Instructions for the task
What lines in the entries below contain the word "query"? Copy all of them.

Source data
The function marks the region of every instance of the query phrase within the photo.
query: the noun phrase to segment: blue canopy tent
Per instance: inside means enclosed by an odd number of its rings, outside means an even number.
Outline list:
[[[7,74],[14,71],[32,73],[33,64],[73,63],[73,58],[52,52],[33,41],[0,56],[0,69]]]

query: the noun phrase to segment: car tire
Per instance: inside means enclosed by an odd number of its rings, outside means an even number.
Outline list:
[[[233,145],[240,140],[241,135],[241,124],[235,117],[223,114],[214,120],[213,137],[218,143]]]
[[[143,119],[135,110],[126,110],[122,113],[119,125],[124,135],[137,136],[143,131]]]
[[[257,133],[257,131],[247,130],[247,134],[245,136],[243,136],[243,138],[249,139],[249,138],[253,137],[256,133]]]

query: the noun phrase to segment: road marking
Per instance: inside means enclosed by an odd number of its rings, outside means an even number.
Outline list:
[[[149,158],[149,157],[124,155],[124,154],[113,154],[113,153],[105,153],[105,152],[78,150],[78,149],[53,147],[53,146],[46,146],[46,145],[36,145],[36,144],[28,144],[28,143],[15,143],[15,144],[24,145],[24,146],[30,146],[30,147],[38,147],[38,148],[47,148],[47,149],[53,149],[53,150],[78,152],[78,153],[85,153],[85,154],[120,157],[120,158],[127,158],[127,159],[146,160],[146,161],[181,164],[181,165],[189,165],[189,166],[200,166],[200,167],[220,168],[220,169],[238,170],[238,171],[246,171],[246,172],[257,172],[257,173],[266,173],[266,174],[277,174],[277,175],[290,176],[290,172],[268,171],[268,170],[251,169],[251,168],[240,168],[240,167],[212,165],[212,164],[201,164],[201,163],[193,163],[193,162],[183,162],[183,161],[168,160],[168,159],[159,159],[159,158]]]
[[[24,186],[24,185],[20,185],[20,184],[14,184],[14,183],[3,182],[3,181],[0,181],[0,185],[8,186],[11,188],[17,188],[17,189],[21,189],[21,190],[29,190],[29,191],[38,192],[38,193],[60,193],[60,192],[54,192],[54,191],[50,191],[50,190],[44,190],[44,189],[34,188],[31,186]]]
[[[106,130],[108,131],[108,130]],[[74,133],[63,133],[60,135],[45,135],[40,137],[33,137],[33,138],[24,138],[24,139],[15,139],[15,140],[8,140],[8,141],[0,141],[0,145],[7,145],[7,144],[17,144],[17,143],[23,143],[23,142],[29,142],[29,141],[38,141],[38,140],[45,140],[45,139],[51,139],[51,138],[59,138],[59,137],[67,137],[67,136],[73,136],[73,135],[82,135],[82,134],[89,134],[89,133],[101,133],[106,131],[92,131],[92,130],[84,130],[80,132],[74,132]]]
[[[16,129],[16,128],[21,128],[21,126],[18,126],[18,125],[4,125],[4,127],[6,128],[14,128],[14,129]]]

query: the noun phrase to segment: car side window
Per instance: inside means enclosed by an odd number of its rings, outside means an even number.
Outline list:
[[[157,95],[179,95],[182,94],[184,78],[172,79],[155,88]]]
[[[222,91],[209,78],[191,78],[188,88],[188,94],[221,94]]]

Task result
The function marks the region of every instance of the query phrase within the photo.
query: the noun phrase to segment: blue canopy tent
query: the noun phrase to segment: car tire
query: the noun phrase to segment: road marking
query: the noun phrase to segment: car side window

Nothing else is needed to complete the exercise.